[Work to complete] In the news report below about the opioid lawsuit, list the risks that Purdue Pharma allegedly claimed its drugs had a low risk for.

[Quoted passage]
———
AG Ferguson suing opioid manufacturers

SEATTLE, Wash. - Washington State Attorney General Bob Ferguson is suing Purdue Pharma, the company behind the popular painkiller OxyContin.
 
Ferguson blames Purdue Pharma for fueling the opioid epidemic in Washington. Last year on average, two people died every day from opioid drugs. The lawsuit filed in King County on Thursday claims Purdue lead a deceptive marketing campaign- telling doctors, patients, and the public that their drugs had a low risk for addiction, abuse, and overdose.  
 
"We have a consumer protection act in our state," said Ferguson. "One cannot engage in unfair, or deceptive practices as an entity in our state, and it's our allegations that's what's going on by Purdue Pharma- in how they discuss and promote their drugs."
 
Ferguson wants Purdue to hand over the profits collected in Washington, which total millions of dollars. The state would use that money to fund treatment programs and education.
———
[Information given]
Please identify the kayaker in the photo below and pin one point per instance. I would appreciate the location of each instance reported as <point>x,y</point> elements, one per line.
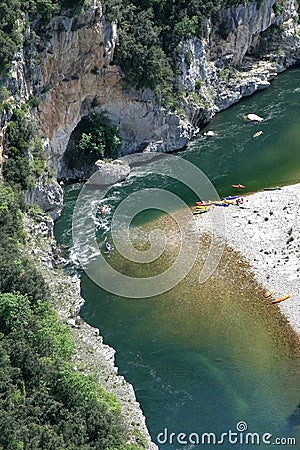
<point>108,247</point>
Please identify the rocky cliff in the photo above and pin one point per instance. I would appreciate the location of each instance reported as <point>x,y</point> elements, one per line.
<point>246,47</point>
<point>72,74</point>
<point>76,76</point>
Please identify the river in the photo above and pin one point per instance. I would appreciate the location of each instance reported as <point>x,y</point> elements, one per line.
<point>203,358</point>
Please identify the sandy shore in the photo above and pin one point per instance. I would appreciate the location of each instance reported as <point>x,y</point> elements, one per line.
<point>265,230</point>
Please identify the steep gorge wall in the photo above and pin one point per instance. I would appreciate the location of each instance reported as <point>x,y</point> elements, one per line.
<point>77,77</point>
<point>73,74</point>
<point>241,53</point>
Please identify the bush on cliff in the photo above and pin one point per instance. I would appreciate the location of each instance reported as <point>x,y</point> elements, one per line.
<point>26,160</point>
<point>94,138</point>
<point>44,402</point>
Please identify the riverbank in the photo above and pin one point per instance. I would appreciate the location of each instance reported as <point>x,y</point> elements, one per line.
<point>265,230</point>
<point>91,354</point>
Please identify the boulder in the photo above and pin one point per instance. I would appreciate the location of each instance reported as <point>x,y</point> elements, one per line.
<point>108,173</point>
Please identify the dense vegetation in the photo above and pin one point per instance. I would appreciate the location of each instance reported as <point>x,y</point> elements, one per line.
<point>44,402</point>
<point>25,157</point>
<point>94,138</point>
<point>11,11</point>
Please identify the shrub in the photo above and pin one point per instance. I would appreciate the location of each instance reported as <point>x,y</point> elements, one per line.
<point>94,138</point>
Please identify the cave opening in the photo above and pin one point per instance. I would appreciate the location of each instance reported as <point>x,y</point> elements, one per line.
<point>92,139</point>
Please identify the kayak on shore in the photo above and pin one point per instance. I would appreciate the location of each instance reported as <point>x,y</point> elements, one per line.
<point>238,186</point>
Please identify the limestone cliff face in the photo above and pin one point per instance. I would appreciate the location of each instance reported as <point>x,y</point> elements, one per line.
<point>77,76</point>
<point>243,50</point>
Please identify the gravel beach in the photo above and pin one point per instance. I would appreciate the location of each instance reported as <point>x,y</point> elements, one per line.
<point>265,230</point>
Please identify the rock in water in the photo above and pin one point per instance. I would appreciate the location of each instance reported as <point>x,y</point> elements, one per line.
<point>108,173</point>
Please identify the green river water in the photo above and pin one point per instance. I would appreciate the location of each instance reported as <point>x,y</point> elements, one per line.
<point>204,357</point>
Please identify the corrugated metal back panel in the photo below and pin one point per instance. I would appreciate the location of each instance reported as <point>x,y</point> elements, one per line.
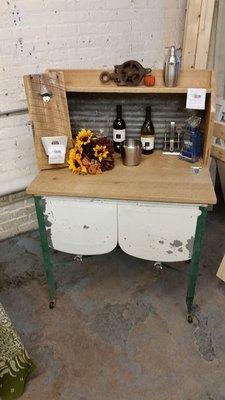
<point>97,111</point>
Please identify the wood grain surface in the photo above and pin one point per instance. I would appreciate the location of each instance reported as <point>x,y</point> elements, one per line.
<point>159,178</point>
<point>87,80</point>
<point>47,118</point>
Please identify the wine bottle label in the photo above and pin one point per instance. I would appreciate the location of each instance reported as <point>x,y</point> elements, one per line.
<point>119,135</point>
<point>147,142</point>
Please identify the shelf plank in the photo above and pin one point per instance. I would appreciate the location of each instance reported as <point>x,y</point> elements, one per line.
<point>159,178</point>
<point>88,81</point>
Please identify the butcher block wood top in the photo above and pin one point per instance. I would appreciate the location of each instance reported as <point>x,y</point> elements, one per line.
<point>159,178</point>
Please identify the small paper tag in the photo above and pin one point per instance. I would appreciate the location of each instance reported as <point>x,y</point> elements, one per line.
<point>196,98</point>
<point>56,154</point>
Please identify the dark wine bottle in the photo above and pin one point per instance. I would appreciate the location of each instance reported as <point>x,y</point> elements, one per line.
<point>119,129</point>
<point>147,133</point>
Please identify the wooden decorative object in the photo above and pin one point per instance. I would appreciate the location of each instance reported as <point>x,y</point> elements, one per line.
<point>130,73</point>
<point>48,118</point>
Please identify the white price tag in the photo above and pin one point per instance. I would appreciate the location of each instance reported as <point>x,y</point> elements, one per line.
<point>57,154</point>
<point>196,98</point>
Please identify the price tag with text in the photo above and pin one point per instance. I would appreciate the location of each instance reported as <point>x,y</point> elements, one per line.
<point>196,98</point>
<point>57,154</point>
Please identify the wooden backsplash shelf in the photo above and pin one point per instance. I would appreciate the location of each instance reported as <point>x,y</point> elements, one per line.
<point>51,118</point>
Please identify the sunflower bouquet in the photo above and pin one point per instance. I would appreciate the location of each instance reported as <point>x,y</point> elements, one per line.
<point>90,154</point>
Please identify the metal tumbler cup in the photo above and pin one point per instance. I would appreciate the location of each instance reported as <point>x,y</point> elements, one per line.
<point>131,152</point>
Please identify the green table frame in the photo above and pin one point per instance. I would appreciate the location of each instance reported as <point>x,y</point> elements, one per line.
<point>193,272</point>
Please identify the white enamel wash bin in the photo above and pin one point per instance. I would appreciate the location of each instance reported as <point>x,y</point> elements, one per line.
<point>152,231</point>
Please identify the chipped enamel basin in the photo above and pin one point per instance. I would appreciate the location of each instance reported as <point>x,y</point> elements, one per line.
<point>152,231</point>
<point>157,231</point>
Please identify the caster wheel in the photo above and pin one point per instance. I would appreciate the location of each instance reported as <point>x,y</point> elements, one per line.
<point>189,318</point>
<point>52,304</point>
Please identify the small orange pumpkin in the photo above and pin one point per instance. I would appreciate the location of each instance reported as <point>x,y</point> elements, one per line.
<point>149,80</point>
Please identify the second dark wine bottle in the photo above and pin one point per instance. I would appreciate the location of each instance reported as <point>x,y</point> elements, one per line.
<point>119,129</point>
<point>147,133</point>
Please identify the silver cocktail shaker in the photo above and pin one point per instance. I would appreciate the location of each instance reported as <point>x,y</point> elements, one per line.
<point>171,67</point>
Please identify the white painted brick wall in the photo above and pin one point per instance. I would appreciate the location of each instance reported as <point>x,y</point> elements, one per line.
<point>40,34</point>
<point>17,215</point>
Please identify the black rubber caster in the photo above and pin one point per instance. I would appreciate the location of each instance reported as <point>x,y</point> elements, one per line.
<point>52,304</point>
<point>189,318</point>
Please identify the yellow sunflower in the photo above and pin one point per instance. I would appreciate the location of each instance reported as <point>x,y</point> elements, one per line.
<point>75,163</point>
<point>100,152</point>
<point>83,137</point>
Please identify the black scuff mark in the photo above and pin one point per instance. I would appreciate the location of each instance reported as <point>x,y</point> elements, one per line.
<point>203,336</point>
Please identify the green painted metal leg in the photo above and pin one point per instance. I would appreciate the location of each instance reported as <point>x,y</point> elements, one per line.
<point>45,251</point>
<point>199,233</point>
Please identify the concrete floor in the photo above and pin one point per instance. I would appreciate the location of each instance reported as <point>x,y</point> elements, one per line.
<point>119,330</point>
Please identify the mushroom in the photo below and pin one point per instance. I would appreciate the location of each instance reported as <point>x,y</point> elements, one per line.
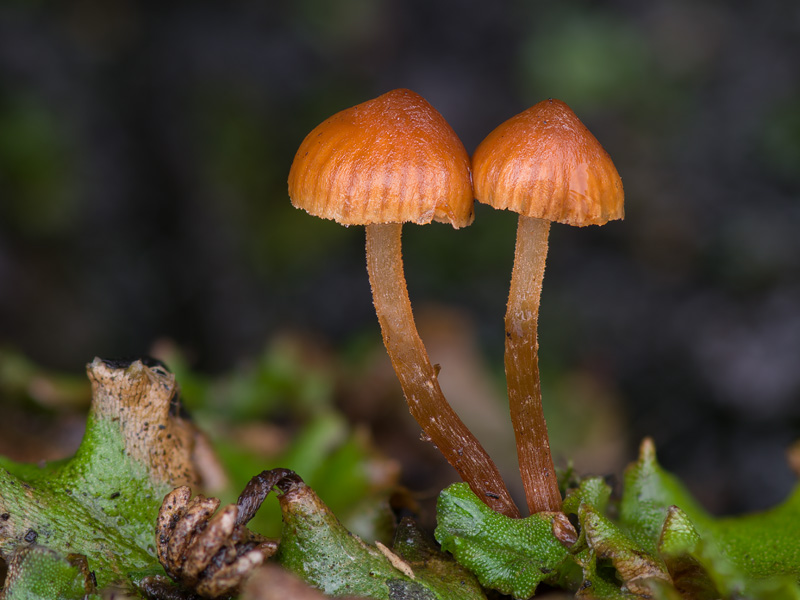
———
[Output for this exercise] Addiction, abuse, overdose